Bene, li accontento subito riportandoli qui sotto. Cari ritagli miei, eccovi accontentati.
SOMMARIO RITAGLI
- Bianco e nero, alla ricerca del diverso
- Camminare per strada in Brasile
- Il viaggio musicale
- La quiete pubblica
- La festa
- Il (misero) business delle lattine
- Le treccine
- L’ignoranza
- Il lavoro
- Le informazioni
- Ordine femminile
- La cronaca nera
- Le chiese
- I centri commerciali
- I succhi
1. Bianco e nero, alla ricerca del diverso
Ai brasiliani piacciono le bianche, alle bianche straniere piacciono i brasiliani neri, ma alle brasiliane bianche non piacciono i neri. Ci uscirebbe una formula con questi concetti.
Per un brasiliano, quando la donna ha la pelle bianca e magari i capelli biondi e gli occhi chiari è già bella anche se magari bella non è. Se poi ha qualche chilo in più (anche 10-15 kg in più) è ancora più bella.

VOCI REGISTRATE:
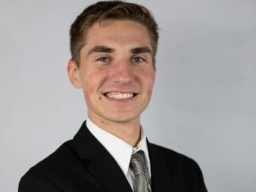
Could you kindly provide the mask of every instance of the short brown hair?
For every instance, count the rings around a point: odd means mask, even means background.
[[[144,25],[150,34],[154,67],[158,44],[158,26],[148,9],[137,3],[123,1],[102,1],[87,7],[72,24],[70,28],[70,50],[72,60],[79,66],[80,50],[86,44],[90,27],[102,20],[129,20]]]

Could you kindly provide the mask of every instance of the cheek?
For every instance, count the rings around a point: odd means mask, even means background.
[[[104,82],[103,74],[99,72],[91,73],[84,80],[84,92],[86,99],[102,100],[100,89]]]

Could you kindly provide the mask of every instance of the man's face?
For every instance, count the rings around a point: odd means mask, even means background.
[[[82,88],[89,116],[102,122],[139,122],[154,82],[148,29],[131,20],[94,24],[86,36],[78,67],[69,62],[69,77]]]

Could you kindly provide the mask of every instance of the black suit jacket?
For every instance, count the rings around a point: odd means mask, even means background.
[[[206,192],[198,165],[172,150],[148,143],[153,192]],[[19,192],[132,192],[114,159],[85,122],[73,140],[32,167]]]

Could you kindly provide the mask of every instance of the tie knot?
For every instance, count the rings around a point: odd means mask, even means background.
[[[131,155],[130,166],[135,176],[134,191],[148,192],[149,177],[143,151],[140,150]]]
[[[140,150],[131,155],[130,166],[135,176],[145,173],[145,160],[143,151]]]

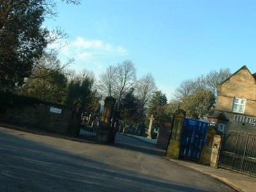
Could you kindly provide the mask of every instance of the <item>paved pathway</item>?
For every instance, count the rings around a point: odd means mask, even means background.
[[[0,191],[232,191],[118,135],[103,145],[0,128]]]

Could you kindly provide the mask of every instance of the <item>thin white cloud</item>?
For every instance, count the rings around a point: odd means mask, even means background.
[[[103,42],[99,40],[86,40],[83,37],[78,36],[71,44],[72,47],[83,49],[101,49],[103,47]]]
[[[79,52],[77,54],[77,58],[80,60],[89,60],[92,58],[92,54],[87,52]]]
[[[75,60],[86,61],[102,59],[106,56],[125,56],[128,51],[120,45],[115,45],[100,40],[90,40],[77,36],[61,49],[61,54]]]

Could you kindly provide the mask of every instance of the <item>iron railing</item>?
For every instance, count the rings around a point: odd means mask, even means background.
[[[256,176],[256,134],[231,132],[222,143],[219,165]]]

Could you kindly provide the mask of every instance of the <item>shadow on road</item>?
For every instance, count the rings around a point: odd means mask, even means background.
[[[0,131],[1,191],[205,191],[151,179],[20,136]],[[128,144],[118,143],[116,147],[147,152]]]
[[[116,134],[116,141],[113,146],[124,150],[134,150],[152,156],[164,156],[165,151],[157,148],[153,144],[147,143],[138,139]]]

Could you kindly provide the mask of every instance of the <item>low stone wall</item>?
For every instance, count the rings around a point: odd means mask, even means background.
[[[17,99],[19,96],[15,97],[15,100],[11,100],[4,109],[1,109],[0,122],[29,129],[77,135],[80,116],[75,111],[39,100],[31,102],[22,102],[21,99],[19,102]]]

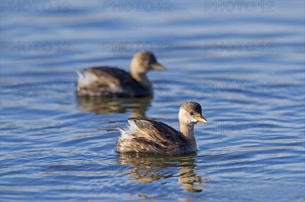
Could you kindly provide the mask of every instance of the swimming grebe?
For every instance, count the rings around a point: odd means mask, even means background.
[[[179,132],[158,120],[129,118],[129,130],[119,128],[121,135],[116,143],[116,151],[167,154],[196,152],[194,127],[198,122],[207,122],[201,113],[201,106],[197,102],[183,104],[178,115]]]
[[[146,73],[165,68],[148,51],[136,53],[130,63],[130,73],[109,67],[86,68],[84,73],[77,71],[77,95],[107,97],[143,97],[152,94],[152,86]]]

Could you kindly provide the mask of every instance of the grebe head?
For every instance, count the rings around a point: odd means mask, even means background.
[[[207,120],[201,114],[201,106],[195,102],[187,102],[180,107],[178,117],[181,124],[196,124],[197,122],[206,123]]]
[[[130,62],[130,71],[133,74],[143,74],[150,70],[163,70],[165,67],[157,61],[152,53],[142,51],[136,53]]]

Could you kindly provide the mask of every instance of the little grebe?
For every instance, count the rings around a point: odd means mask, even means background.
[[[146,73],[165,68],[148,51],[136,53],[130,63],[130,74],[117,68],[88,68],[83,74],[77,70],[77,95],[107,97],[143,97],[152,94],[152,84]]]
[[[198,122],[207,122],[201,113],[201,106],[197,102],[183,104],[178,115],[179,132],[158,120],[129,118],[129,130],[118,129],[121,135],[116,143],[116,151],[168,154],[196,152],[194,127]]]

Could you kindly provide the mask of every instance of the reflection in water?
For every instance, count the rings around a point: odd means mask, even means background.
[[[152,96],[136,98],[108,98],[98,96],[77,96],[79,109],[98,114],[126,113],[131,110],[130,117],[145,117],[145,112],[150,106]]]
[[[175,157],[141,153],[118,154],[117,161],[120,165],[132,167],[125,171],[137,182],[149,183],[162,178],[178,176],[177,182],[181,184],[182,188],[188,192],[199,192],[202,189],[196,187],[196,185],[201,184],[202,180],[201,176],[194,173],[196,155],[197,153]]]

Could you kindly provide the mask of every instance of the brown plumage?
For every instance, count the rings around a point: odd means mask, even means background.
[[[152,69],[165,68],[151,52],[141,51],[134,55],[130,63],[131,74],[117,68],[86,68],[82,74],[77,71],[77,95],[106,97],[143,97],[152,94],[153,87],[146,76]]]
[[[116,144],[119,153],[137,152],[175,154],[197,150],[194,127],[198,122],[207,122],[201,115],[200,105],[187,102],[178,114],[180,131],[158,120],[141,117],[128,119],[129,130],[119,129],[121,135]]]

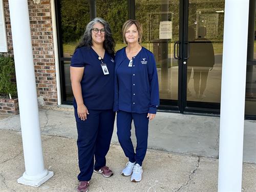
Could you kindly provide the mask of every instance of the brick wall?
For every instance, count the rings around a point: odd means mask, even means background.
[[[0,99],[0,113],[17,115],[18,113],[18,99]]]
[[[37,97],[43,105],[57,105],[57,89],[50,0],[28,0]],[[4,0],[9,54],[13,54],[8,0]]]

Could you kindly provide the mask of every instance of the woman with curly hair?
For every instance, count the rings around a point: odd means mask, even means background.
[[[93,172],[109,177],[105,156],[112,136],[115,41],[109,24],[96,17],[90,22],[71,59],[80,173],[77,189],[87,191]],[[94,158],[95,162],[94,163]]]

SCOPO DEL COMPITO:
Ricopia il brano sul Brasile partendo dalle parole "Per un brasiliano, quando" e fermandoti dopo "ancora più bella.". Rinomina "brasiliano" in "argentino".

RISPOSTA SCRITTA:
Per un argentino, quando la donna ha la pelle bianca e magari i capelli biondi e gli occhi chiari è già bella anche se magari bella non è. Se poi ha qualche chilo in più (anche 10-15 kg in più) è ancora più bella.